Passage:
— start —
Knives Out Is a Delightful Whodunit Attuned to the Worries of the Modern World

M arketing people seem to think that audiences are always hungry for something new. But what if, without realizing it, they’re actually longing for something old? Writer-director Rian Johnson’s marvelous ensemble murder mystery—and comedy— Knives Out is based on one of the most timeworn conceits in the whodunit playbook: A bunch of family members and other associates gather in an old country house after a rich patriarch or dowager dies under mysterious circumstances. They may want to find out who’s responsible for the premature death of their loved one—but generally they’re more curious to find out how much they stand to gain monetarily from the death of said loved one.

That’s the basic plot of Knives Out, approximately as modern as the novels that Agatha Christie began writing roughly 100 years ago and continued to produce almost until her death, in 1976. But Johnson has taken the essential formula and made it his own. The picture is a delight, but even if it offers some nostalgic pleasures, it’s also attuned to all the worries and, worse, the thoughtlessness that characterize the modern world.

Crabby but sensible old codger Harlan Thrombey ( Christopher Plummer ) has amassed a fortune from his career as a prolific writer of mysteries. Then, on the morning after his 85th birthday, he’s found dead, apparently by his own hand. The last person to see him alive was the woman hired to care for him, a nurse named Marta (Ana de Armas), a Latina immigrant whose family depends on her job. Harlan had always adored Marta, and those in his immediate orbit claim to love her too: His daughter, crisp-mannered businesswoman Linda ( Jamie Lee Curtis ) and son, earnest but hapless Walt (Michael Shannon), sing her praises. Joni ( Toni Collette ), a somewhat shallow lifestyle guru who’s the widow of another son, also heartily approves.

Everybody loudly proclaims how great Marta is, though it’s questionable whether any of them have even gotten to know her. Then the police (played by LaKeith Stanfield and Noah Segan) show up to begin questioning the family. A celebrity detective with a buttery Southern drawl and the delectable name of Benoit Blanc (played by Daniel Craig, clearly having a blast) has also been brought in to oversee the proceedings. He watches wryly as the extended family—including Linda’s silky-slimy husband Richard (Don Johnson) and Harlan’s spoiled grandkid Ransom (Chris Evans)—spin their own narrative of the night’s events, tilting suspicion heavily toward Marta.

The plot of Knives Out is enjoyably, wackily serpentine. Even if you’ve already guessed who hasn’t dunnit, it won’t be easy to figure out who has. The movie’s pleasures lie in the way these characters, each of them well-defined, square off against one another even when they’re pretending to be on the same side. Knives Out is filled with deceit, greed, blackmail, overall unpleasantness—and it’s funny. One character, upon being introduced to Mr. Blanc, blurts out, “I read a Tweet about a New Yorker article about you!” There’s more wit here than in most of Johnson’s movies, although it’s worth noting that his last picture, the 2017 Star Wars: Episode VIII—The Last Jedi , was the best of the recent Star Wars movies, a franchise picture that felt as if it were made by a human being, not a committee.
— end —
Requests:
[1] Answer these questions from the Knives Out review:
(a) What career earned Harlan Thrombey his fortune?
(b) Which actor plays Benoit Blanc?
(c) What was Rian Johnson's last picture before this one?
[2] List every character the Knives Out review names as a relative of Harlan Thrombey, and give each one's relation to him.

Records provided:
— start —
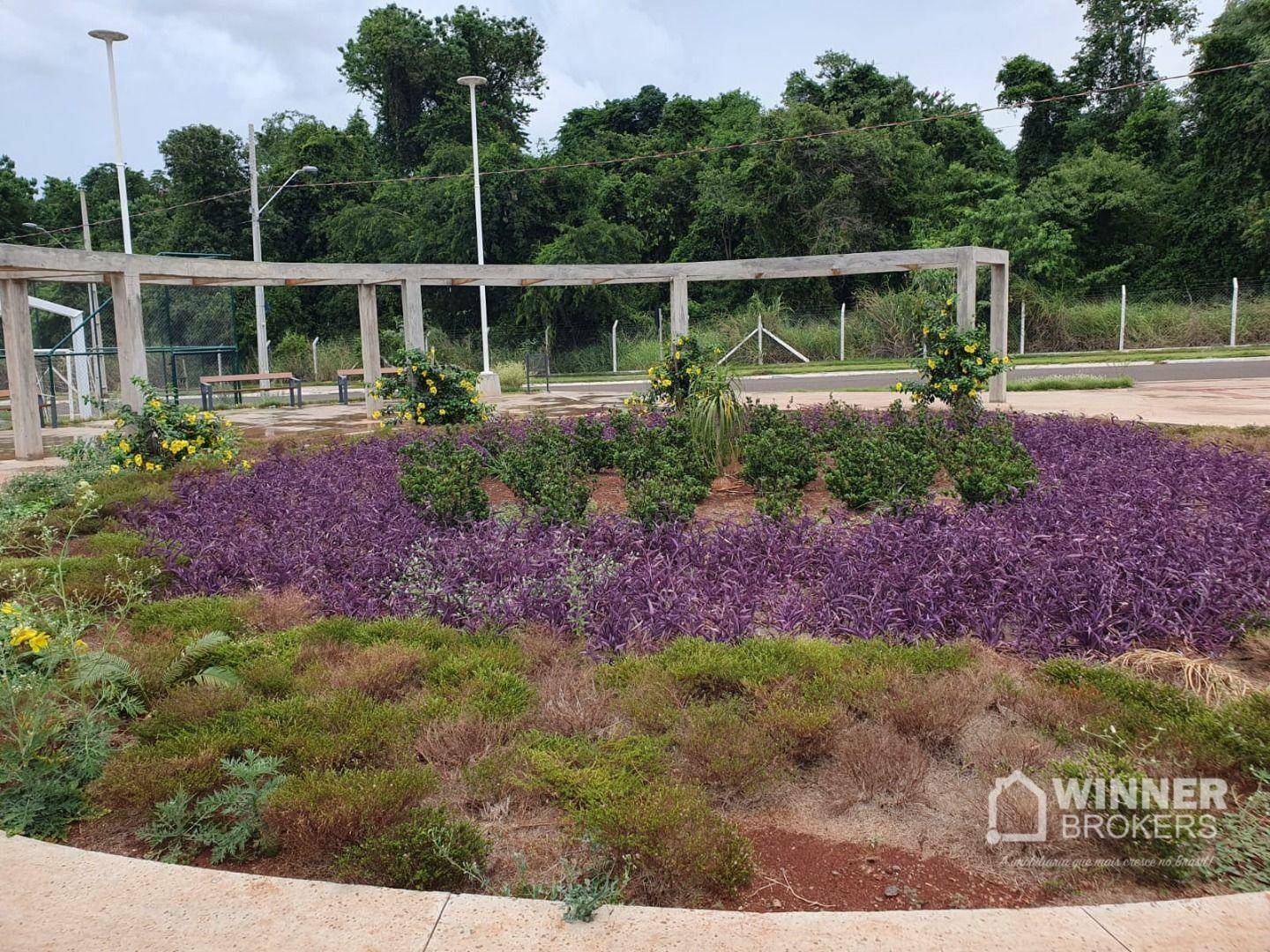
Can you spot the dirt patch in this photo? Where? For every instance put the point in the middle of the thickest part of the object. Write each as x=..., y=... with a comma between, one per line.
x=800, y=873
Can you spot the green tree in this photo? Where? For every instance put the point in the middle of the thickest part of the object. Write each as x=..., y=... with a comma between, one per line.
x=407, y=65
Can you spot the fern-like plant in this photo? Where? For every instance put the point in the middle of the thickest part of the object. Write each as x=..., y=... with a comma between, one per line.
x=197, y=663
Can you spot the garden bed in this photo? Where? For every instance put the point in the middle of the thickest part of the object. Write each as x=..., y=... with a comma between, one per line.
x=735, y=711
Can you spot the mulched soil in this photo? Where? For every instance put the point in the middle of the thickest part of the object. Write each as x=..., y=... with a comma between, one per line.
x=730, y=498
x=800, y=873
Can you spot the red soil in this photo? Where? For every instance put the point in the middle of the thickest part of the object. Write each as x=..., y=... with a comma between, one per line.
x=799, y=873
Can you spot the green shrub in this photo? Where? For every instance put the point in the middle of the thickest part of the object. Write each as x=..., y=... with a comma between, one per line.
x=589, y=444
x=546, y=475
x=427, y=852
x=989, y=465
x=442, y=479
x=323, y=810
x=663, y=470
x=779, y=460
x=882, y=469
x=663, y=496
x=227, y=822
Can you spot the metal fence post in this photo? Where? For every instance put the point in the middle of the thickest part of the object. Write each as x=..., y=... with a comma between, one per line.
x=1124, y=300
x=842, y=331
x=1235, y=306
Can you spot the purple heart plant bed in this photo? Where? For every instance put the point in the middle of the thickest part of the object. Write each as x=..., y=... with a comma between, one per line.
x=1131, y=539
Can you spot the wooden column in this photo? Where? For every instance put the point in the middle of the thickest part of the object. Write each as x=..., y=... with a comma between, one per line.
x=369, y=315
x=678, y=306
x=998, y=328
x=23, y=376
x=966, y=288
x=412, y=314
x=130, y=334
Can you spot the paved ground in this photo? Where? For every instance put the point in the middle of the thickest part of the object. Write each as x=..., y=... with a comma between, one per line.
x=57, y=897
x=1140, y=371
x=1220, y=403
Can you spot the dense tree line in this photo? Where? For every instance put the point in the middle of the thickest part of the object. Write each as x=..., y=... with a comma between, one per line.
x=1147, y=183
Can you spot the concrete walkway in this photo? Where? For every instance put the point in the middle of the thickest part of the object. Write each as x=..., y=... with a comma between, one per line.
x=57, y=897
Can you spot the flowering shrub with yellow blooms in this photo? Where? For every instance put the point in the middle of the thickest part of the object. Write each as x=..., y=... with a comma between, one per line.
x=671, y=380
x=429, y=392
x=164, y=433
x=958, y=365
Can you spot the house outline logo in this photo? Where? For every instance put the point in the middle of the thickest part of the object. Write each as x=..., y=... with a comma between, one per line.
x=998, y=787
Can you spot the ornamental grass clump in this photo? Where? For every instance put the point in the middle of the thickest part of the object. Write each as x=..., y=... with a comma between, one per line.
— end —
Solutions:
[1]
(a) He was a prolific writer of mysteries.
(b) Daniel Craig.
(c) Star Wars: Episode VIII—The Last Jedi (2017).

[2]
- Linda: his daughter
- Walt: his son
- Joni: widow of another of his sons
- Richard: Linda's husband
- Ransom: his grandchild